**EXCERPTED PASSAGE**
News24

Win for gay marriage in Washington state

2012-02-09 10:00

Olympia - A bill to legalise gay marriage in Washington state won final legislative approval on Wednesday in a vote that moved the state one step closer to becoming the seventh to recognise same-sex nuptials.

Washington's Democratic Governor Christine Gregoire said she looked forward to signing the measure and "putting into law an end to an era of discrimination" even as opponents, led by religious conservatives, vowed to seek its repeal at the polls in November.

The approval in the state House of Representatives came a day after gay marriage advocates won a key legal victory in California when a federal appeals court declared a voter-approved gay marriage ban in that state unconstitutional.

The measure cleared the state House of Representatives 55-43, a week after it was passed by the state Senate by a 28-21 vote. Democrats, accounting for the lion's share of support for the bill, control both legislative bodies in the state capital Olympia but enjoy a bigger majority in the 98-seat House.

**DATASET ROWS**

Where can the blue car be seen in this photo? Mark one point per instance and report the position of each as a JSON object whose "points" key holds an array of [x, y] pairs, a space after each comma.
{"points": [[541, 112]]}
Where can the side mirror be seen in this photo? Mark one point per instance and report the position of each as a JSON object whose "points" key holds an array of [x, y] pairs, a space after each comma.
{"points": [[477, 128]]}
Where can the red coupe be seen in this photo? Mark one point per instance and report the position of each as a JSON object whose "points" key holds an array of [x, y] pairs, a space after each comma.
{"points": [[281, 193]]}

**TASKS TO PERFORM**
• a. Condense the paragraph beginning "The measure cleared the state House" in the Washington gay marriage article into a short bulleted list that keeps its main facts.
• b. Write the next few paragraphs of the article on Washington's gay marriage bill, picking up after its final sentence.
The listing was taken from a separate source.

**RESULTS OF THE EXERCISE**
• a.
- The bill passed the state House of Representatives 55-43.
- That vote came a week after the state Senate approved it 28-21.
- Democrats provided most of the bill's support.
- Democrats control both legislative bodies in Olympia, with a larger majority in the 98-seat House.

• b.
Two Republicans joined 53 Democrats in voting for the bill, while two Democrats sided with 41 Republicans in opposition.

Several prominent Washington-based companies employing tens of thousands of workers in the state also endorsed the bill, including Microsoft, Amazon and Starbucks.

Similar statutes


Six other states already recognise same-sex marriage - New York, Massachusetts, Connecticut, Vermont, New Hampshire and Iowa - as does the District of Columbia.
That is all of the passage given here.